-- start --

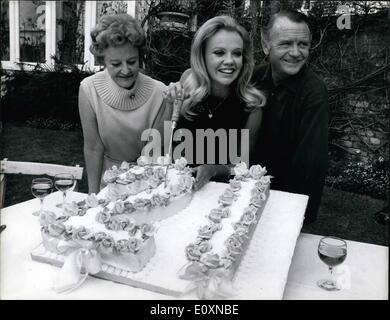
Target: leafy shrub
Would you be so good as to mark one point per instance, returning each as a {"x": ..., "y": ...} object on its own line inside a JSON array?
[{"x": 370, "y": 178}]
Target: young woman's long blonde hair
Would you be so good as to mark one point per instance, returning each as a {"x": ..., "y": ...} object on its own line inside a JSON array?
[{"x": 197, "y": 83}]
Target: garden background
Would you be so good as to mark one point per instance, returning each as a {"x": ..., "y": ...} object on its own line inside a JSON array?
[{"x": 40, "y": 121}]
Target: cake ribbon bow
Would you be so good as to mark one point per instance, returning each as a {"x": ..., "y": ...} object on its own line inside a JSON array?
[
  {"x": 207, "y": 282},
  {"x": 82, "y": 260}
]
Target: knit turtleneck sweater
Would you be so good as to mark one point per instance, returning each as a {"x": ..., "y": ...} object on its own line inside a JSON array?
[{"x": 118, "y": 116}]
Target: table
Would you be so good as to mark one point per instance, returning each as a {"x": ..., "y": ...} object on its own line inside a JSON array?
[{"x": 23, "y": 278}]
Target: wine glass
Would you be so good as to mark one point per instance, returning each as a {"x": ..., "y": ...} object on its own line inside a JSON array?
[
  {"x": 332, "y": 251},
  {"x": 40, "y": 188},
  {"x": 63, "y": 182}
]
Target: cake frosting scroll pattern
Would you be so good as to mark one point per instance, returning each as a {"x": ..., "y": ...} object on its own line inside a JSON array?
[
  {"x": 118, "y": 230},
  {"x": 210, "y": 271}
]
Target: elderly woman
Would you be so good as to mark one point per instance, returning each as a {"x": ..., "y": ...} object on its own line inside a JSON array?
[
  {"x": 116, "y": 105},
  {"x": 216, "y": 89}
]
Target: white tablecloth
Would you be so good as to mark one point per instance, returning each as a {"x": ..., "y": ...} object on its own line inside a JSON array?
[{"x": 23, "y": 278}]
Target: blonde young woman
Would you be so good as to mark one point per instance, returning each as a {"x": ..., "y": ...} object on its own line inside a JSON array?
[
  {"x": 116, "y": 105},
  {"x": 216, "y": 88}
]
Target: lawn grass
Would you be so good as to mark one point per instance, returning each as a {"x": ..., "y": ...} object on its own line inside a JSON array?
[{"x": 343, "y": 214}]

-- end --

## Prompt
All lines from the one containing "Target: knit turtleneck sweater" through the end of the records, both ends included, are to be quoted exactly; please add nothing else.

## Written response
Target: knit turtleneck sweater
Would you be so good as to mark one point per instance, returning each as a {"x": ..., "y": ...} object on its own line inside a JSON array?
[{"x": 118, "y": 116}]
Target: table
Would you be so good as to mark one point per instance, returning each as a {"x": ..., "y": ...} object on its own line inside a JSON array?
[{"x": 23, "y": 278}]
Target: wine glass
Would you be so good as to mark one point per instance, returning each as a {"x": ..., "y": ...} object on its own line inside a JSON array?
[
  {"x": 332, "y": 251},
  {"x": 40, "y": 188},
  {"x": 63, "y": 182}
]
Target: cake frosting scroll pattern
Would you be so good as to mark one point per instance, returning each as a {"x": ..., "y": ...} object on its own line inside a JSON array?
[
  {"x": 118, "y": 230},
  {"x": 210, "y": 271}
]
Target: elderly woman
Would you be so good as to mark one point per instance, returning each as a {"x": ..., "y": ...} object on its own line inside a JSON array?
[
  {"x": 116, "y": 105},
  {"x": 216, "y": 89}
]
Target: white tablecloth
Would you be so good as to mark one point per instance, returning each as a {"x": ..., "y": ...} object on its own line inside a JSON array?
[{"x": 23, "y": 278}]
Target: blonde young woman
Would you be so good as to mark one point per instance, returning each as a {"x": ..., "y": ...} object on its own line inside a JSON array?
[
  {"x": 116, "y": 105},
  {"x": 216, "y": 88}
]
Target: lawn grass
Would you be so good as to mark one point per instance, returning each as a {"x": ..., "y": ...} object on its own line inside a JSON array?
[{"x": 343, "y": 214}]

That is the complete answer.